Point-per-instance localization data:
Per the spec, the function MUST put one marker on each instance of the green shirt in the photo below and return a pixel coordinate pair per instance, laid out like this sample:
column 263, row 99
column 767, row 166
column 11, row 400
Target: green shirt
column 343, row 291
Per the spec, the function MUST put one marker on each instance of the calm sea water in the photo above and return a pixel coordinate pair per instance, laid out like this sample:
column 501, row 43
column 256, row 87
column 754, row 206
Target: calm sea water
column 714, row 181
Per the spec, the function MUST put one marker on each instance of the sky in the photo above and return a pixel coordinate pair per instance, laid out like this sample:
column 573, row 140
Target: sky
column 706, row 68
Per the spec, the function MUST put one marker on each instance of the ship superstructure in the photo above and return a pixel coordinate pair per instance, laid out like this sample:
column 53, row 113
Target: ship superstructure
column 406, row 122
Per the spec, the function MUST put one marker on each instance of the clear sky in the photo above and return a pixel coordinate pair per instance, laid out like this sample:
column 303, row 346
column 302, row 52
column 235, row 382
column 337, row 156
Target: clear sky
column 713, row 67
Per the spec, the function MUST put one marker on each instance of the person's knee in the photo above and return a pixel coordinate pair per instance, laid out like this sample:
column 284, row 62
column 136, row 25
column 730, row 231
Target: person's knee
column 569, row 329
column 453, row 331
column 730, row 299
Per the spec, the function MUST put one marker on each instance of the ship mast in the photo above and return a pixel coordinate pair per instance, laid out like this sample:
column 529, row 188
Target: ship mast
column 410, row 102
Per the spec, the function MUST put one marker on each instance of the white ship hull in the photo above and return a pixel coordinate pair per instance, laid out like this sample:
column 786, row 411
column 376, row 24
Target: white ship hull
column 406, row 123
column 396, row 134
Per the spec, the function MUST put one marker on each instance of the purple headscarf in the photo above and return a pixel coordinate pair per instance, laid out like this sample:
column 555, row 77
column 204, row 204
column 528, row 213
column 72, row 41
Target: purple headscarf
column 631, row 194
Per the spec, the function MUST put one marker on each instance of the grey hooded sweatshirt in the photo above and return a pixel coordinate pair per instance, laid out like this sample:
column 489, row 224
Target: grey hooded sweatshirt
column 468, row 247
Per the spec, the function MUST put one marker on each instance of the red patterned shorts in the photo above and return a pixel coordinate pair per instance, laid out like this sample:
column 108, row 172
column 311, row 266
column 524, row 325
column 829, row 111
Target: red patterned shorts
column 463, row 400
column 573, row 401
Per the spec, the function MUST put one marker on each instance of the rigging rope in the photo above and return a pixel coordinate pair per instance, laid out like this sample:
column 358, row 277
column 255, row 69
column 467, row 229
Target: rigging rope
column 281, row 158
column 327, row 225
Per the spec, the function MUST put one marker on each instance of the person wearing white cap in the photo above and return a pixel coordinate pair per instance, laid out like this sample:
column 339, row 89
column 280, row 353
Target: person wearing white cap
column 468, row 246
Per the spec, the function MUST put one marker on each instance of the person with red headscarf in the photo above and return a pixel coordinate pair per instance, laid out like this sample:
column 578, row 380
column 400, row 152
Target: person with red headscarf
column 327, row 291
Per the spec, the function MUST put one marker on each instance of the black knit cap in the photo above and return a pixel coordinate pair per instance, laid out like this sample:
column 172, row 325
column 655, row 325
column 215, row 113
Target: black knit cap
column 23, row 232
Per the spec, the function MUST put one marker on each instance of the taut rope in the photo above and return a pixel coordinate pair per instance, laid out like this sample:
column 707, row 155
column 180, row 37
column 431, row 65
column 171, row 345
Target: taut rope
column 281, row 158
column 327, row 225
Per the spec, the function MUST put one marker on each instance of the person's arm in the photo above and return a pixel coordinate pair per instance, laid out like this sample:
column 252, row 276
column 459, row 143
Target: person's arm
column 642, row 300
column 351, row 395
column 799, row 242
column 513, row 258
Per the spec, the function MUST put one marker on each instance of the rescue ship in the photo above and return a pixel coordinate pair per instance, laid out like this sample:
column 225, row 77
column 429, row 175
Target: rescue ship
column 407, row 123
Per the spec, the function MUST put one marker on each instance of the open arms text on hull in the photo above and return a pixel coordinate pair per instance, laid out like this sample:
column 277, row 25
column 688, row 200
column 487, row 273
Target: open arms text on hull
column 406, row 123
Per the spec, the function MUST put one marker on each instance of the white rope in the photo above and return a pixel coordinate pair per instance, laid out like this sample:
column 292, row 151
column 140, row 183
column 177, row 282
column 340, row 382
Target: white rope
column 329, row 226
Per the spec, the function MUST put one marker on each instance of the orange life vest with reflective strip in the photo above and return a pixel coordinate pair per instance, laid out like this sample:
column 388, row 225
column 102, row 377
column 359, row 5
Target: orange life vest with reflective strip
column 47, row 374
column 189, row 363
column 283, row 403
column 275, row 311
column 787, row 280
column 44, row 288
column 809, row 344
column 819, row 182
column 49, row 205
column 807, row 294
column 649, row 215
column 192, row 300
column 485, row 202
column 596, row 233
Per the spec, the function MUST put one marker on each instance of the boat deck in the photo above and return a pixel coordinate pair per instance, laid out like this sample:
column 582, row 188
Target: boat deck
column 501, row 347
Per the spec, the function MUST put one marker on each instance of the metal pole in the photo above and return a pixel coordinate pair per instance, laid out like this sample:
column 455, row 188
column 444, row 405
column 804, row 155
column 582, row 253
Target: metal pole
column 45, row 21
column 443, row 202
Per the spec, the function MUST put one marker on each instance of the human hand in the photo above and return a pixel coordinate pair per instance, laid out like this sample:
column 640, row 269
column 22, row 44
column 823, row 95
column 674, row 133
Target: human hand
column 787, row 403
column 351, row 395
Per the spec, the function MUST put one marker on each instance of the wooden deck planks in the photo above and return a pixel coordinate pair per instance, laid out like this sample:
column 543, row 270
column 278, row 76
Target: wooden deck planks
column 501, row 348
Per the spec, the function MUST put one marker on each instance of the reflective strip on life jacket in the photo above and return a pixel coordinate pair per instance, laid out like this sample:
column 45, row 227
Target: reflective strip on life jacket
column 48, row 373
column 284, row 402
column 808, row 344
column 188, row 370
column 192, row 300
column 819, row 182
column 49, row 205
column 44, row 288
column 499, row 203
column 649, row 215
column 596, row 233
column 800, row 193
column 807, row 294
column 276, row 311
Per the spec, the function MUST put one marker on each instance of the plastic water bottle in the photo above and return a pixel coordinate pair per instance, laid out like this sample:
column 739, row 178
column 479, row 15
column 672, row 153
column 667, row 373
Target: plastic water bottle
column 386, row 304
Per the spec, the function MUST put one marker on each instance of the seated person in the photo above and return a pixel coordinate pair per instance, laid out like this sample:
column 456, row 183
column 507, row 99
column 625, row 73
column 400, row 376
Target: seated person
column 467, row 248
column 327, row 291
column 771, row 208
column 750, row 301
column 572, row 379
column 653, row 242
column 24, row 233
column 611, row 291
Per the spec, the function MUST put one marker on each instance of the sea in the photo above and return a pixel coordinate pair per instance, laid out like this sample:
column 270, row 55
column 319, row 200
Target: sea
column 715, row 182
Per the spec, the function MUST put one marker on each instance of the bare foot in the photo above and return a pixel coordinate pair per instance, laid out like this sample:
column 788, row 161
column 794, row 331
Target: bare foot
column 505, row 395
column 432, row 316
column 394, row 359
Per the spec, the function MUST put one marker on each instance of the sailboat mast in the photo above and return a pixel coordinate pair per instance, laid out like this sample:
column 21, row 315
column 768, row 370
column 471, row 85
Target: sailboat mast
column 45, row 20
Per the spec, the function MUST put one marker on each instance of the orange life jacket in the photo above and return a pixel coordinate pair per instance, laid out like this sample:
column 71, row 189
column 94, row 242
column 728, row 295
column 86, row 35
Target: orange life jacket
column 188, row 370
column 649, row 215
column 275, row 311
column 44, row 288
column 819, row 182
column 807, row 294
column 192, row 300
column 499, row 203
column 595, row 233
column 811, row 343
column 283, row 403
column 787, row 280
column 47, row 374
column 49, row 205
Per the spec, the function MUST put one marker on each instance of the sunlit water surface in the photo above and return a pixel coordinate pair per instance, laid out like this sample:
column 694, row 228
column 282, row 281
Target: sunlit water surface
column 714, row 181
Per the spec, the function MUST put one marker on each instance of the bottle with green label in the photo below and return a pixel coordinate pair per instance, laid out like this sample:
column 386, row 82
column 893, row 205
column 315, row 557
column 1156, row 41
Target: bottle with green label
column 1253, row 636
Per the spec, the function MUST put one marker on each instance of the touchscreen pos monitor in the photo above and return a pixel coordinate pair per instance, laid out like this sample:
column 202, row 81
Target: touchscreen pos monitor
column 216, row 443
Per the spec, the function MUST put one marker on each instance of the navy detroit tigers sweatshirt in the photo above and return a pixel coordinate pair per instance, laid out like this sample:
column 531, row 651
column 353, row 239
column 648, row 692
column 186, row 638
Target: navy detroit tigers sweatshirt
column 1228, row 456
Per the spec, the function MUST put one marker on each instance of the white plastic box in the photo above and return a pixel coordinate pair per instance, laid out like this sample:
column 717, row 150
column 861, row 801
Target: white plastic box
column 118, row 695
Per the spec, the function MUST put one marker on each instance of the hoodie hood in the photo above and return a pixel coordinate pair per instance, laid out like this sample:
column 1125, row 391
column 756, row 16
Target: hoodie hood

Task requirements: Starting from the line holding "column 315, row 557", restate the remaining lines of the data word for word, including the last.

Answer to this problem:
column 315, row 557
column 1156, row 41
Target: bottle with green label
column 1253, row 636
Per the spec, the function MUST put one marker on each instance of the touchscreen pos monitor in the photo above and return a pixel coordinate pair per instance, laid out like this sample:
column 202, row 81
Target: touchscreen pos monitor
column 216, row 443
Per the spec, the function MUST put one marker on each instance of the navy detroit tigers sweatshirt in the photo above and return a pixel coordinate pair per instance, laid out like this sample:
column 531, row 651
column 353, row 239
column 648, row 692
column 186, row 638
Target: navy detroit tigers sweatshirt
column 1228, row 456
Per the spec, the function MUST put one marker on each instance of the white plastic box in the photo above and return a pixel coordinate pair per instance, laid out like this sample:
column 717, row 150
column 861, row 801
Target: white plastic box
column 118, row 695
Per the spec, the function MUST put one marker on each instance of the hoodie hood in the photo above and return a pixel coordinate pair per instance, laid out like this sample:
column 1125, row 391
column 756, row 16
Target: hoodie hood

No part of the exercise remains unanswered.